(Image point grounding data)
————

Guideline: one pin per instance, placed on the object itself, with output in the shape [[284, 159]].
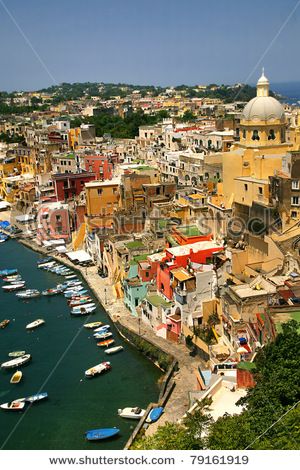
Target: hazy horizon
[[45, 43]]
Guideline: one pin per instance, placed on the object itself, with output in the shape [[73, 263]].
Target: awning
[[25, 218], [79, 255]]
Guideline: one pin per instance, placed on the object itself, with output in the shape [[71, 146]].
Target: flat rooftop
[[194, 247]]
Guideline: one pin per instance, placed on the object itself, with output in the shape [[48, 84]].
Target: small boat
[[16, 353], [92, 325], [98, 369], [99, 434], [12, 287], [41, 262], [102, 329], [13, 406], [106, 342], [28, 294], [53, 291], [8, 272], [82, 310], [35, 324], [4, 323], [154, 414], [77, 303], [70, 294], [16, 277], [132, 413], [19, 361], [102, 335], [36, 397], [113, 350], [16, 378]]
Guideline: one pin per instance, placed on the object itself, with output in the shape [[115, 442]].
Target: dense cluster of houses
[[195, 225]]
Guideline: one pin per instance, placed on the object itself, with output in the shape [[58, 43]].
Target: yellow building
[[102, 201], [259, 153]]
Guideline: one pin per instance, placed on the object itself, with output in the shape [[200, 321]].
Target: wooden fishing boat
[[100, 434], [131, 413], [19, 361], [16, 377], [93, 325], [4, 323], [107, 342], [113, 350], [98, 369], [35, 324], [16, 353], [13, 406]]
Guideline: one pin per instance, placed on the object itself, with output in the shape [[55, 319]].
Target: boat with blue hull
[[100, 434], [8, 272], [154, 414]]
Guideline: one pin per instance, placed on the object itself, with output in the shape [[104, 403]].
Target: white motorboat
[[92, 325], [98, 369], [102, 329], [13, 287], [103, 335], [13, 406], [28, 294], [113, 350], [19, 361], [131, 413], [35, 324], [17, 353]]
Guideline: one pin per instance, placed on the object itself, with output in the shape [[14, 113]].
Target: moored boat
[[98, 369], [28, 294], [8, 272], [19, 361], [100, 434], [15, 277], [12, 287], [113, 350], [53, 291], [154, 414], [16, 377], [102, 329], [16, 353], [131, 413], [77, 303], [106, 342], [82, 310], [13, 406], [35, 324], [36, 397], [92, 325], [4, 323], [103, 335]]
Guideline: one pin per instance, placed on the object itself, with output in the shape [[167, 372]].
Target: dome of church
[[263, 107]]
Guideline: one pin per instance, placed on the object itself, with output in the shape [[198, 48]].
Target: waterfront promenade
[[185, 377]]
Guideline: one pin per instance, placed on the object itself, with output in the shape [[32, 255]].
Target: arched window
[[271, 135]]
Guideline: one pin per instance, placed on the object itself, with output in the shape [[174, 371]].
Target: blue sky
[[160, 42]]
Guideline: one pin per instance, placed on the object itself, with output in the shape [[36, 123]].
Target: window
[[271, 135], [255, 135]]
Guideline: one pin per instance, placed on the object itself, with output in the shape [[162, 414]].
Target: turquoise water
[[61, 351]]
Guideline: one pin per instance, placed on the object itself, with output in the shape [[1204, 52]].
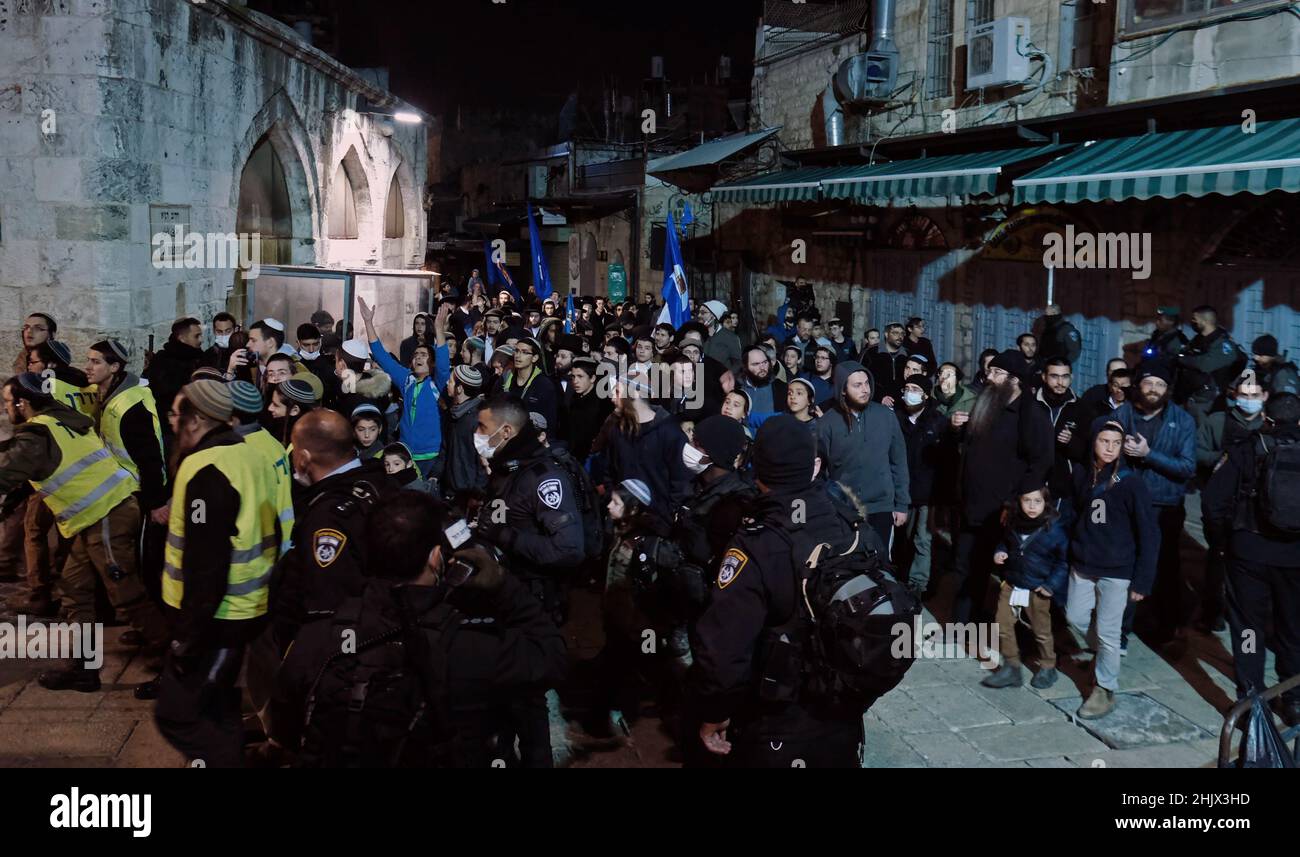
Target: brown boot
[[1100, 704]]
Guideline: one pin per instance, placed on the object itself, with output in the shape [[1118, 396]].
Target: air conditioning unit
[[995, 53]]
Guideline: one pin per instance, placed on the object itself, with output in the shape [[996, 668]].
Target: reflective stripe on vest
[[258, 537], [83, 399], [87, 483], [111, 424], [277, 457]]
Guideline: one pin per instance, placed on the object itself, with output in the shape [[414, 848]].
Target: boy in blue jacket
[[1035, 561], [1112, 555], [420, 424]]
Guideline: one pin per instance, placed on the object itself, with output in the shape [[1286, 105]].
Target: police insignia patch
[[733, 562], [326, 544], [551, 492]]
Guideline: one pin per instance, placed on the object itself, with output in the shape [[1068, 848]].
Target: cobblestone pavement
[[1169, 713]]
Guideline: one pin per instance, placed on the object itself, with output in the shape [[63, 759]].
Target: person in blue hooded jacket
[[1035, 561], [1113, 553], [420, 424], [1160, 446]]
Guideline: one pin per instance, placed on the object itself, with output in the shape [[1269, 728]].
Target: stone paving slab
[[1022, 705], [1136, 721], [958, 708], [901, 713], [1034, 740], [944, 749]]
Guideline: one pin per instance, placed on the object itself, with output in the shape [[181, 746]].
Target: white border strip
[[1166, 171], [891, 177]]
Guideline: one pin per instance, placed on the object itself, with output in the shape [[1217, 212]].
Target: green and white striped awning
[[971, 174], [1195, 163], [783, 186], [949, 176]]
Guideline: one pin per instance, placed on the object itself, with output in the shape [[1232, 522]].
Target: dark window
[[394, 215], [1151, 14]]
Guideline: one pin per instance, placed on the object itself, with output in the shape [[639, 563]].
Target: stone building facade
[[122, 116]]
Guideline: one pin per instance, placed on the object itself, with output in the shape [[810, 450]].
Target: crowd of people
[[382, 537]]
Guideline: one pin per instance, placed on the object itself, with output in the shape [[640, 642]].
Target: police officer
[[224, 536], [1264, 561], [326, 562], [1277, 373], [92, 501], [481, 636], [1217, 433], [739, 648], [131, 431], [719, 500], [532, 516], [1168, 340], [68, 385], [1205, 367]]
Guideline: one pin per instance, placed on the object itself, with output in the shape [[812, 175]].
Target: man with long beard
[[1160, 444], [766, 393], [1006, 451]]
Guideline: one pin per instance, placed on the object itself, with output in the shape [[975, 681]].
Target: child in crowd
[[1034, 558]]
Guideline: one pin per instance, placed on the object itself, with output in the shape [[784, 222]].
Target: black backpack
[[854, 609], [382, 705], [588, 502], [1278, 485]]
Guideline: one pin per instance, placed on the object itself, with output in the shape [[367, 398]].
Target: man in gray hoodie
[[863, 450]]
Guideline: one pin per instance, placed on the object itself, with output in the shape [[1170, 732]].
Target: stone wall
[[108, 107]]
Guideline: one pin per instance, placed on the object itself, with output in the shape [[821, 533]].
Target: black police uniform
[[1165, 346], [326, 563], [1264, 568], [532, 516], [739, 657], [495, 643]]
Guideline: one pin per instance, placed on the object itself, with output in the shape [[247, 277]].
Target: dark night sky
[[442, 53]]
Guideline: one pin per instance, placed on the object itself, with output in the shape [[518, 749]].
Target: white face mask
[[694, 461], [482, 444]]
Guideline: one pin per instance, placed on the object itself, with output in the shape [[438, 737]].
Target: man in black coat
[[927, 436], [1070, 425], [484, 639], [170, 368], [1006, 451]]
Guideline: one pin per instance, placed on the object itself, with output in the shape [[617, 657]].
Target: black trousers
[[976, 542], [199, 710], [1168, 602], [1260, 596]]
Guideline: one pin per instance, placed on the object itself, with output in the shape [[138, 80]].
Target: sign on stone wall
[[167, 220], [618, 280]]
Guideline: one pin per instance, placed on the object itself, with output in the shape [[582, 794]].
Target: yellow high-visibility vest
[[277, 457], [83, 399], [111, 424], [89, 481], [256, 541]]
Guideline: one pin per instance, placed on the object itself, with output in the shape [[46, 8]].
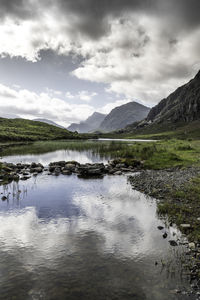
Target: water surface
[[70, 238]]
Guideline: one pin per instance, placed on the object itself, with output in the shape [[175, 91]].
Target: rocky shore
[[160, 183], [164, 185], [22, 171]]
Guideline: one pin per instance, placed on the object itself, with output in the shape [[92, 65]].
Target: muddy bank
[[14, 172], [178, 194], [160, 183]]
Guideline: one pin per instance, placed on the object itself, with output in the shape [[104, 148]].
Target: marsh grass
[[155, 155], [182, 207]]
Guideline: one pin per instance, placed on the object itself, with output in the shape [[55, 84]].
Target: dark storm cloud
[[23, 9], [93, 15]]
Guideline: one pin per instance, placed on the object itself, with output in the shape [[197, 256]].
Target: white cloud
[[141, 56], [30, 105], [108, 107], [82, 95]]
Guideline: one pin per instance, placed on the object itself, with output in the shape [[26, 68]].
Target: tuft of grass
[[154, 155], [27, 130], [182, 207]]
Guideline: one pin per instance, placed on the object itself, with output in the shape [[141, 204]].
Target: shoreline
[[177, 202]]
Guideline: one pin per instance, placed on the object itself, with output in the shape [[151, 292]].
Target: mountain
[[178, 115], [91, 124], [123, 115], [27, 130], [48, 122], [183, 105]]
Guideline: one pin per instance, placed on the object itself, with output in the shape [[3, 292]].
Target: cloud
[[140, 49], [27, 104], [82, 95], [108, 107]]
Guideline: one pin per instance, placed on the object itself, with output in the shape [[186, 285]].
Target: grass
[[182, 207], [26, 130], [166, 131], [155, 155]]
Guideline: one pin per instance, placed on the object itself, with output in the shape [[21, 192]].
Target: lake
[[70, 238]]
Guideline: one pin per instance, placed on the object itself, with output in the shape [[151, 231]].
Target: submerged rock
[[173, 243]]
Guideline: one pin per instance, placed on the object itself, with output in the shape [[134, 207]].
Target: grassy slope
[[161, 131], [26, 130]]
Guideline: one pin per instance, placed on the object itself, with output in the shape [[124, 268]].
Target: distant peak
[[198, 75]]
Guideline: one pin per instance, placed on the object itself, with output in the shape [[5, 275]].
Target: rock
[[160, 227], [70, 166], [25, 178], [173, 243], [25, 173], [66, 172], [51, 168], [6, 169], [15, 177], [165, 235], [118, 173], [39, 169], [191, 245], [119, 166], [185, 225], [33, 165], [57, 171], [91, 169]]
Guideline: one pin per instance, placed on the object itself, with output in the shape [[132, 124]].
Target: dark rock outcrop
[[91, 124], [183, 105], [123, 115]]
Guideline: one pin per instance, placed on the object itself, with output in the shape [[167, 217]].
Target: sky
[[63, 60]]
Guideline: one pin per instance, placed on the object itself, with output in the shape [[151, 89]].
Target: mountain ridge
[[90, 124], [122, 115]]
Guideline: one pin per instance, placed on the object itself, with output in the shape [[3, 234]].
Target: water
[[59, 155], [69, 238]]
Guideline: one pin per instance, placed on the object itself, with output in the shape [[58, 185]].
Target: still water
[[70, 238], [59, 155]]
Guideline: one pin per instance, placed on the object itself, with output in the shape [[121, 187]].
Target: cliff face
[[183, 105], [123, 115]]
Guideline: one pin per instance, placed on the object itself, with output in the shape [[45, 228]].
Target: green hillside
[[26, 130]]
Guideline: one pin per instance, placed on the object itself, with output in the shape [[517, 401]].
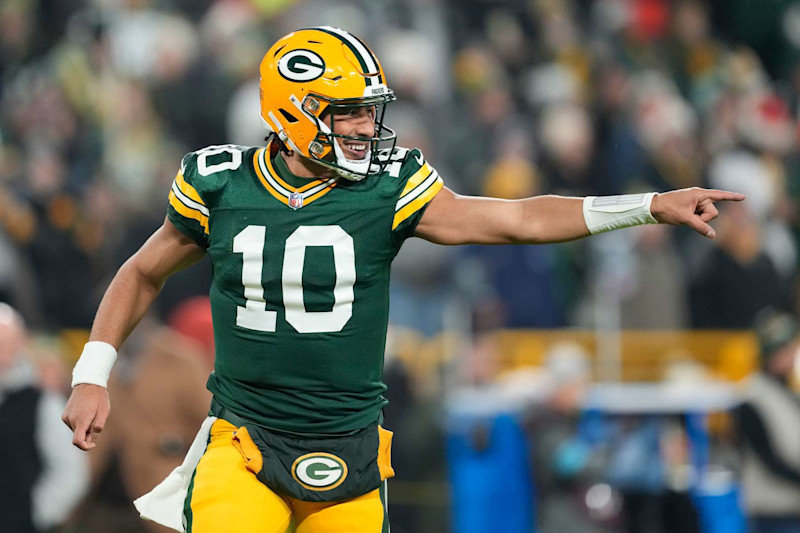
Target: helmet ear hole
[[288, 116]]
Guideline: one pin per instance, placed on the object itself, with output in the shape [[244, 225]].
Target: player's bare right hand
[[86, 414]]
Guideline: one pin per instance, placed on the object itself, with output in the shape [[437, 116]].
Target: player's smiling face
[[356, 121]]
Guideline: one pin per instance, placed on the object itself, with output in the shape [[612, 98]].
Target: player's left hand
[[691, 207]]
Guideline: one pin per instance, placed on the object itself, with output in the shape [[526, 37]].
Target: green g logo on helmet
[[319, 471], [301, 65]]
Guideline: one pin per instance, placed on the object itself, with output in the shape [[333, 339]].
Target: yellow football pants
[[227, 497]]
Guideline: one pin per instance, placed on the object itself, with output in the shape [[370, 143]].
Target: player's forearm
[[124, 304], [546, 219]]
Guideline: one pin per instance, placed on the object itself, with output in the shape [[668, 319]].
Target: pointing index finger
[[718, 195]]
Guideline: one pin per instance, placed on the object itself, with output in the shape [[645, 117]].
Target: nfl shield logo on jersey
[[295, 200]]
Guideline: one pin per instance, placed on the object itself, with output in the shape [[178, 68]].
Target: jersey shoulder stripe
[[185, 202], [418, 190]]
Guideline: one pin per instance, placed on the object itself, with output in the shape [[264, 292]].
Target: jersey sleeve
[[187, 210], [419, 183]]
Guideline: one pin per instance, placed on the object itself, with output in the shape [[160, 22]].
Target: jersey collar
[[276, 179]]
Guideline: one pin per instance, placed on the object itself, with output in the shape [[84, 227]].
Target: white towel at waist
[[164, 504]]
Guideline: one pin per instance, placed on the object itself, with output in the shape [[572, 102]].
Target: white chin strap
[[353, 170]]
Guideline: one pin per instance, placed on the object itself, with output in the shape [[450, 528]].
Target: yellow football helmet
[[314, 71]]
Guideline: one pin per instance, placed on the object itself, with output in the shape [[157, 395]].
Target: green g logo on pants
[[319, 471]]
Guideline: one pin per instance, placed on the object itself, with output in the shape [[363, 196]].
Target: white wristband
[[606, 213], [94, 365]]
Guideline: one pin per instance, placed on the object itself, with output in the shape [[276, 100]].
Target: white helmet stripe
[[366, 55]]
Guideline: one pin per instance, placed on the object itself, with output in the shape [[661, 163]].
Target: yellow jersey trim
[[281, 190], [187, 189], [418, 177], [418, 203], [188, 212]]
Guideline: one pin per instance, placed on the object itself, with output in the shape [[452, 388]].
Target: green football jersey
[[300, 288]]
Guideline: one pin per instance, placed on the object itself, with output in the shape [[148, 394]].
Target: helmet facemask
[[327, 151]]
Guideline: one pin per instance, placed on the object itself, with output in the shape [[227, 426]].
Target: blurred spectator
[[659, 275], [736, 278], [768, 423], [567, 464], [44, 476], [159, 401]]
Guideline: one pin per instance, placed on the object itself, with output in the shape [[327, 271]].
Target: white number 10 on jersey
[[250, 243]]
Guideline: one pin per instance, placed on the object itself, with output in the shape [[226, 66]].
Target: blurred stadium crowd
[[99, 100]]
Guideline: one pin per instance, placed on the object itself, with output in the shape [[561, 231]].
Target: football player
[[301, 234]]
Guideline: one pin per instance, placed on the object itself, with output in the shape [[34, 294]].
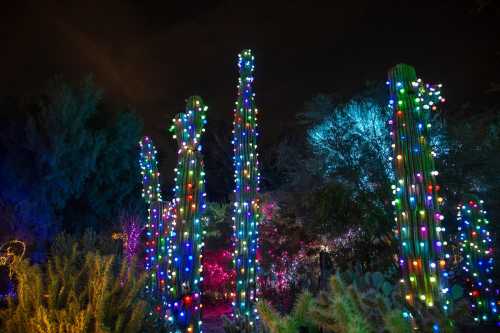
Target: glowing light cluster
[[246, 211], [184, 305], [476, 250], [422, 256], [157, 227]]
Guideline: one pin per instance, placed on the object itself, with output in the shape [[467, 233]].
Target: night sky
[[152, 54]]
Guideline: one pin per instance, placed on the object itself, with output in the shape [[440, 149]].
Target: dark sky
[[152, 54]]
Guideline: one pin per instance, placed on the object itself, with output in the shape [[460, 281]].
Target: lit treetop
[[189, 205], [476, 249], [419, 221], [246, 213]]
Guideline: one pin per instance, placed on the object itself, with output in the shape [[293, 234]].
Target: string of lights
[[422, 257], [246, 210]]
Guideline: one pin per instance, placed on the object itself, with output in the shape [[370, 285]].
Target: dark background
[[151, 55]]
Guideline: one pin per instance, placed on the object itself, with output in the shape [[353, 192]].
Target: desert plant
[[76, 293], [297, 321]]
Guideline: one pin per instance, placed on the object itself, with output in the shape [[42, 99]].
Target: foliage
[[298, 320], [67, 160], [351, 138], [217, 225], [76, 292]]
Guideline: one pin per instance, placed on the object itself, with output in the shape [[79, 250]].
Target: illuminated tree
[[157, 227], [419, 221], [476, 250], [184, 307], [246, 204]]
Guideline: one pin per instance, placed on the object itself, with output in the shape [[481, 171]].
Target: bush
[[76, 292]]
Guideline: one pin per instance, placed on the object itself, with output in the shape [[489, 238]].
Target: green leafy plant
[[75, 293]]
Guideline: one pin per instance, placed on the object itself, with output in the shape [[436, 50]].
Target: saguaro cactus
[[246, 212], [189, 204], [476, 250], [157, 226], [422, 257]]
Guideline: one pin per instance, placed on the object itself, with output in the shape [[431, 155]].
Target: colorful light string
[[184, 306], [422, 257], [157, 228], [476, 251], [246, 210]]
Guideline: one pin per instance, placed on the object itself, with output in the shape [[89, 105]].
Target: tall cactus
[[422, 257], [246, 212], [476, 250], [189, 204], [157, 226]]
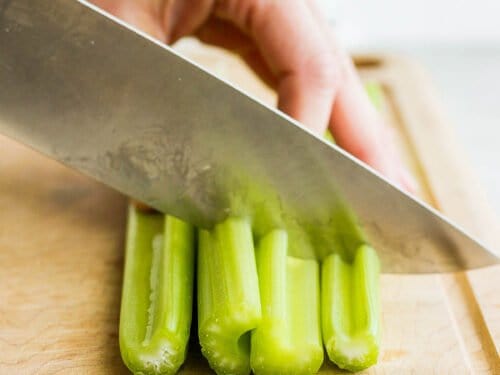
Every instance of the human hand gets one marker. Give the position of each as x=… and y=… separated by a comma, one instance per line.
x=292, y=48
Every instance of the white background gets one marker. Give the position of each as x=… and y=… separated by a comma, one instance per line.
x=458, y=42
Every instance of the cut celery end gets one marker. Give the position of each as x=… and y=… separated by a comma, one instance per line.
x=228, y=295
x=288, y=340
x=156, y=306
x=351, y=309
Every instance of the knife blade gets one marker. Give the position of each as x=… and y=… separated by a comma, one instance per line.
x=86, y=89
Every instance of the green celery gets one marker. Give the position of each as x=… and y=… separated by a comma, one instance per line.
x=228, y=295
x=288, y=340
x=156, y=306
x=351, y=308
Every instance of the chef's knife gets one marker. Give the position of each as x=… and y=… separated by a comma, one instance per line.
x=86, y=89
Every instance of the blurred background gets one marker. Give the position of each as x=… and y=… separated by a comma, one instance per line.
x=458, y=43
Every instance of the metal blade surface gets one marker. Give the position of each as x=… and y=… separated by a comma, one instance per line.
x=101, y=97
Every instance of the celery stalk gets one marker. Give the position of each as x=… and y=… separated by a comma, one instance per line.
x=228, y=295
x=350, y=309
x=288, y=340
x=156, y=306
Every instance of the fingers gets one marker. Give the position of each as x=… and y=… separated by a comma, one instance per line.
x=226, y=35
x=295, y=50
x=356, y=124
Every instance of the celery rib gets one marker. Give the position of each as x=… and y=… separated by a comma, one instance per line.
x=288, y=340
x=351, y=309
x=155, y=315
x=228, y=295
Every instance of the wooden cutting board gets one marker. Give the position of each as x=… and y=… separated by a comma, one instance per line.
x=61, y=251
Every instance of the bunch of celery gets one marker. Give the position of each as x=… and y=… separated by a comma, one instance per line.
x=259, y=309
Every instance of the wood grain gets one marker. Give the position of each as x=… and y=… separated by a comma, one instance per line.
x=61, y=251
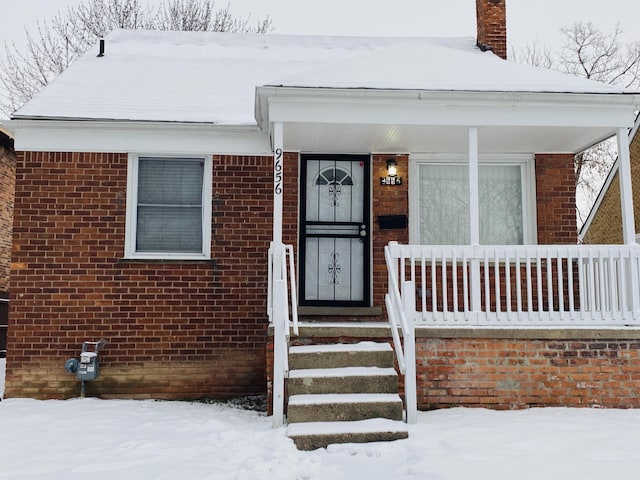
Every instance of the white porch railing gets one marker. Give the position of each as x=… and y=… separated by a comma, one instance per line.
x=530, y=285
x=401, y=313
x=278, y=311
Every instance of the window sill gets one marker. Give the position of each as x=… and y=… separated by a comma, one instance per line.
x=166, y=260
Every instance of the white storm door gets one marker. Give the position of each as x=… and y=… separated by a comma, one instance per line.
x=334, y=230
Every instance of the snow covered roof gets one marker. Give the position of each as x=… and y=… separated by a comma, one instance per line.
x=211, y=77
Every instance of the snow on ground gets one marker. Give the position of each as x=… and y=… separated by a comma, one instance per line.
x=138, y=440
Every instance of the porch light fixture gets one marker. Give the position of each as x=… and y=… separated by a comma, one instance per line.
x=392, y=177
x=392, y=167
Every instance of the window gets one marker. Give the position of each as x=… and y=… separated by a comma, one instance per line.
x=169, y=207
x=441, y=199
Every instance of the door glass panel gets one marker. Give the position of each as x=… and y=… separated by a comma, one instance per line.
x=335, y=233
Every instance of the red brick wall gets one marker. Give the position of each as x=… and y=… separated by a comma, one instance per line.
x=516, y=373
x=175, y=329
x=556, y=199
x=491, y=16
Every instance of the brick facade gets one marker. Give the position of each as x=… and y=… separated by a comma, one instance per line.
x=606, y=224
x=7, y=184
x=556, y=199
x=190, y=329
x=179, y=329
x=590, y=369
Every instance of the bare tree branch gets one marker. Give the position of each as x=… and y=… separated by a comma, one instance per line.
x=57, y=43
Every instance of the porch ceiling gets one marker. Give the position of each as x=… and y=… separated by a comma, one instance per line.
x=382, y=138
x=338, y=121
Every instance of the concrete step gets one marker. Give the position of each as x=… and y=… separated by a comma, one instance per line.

————

* [TASK DETAILS]:
Given the records above, reproduce precisely and only the lines between the line holding "shape [[26, 68]]." and the line holding "shape [[3, 292]].", inclusive.

* [ANSWER BELOW]:
Guideline: one pin per instance, placed on the object itself, with output in the shape [[26, 68]].
Target: tuft of grass
[[154, 155], [27, 130], [182, 207]]
Guideline: one pin per instance, placed on the object itself, with output in the shape [[141, 204]].
Target: shoreline
[[177, 202]]
Guideline: one pin per instance, placed on the object itself, with output in the shape [[151, 292]].
Target: mountain
[[178, 115], [91, 124], [123, 115], [27, 130], [48, 122], [183, 105]]
Guideline: one pin per instance, placed on the object itself, with output in the shape [[3, 292]].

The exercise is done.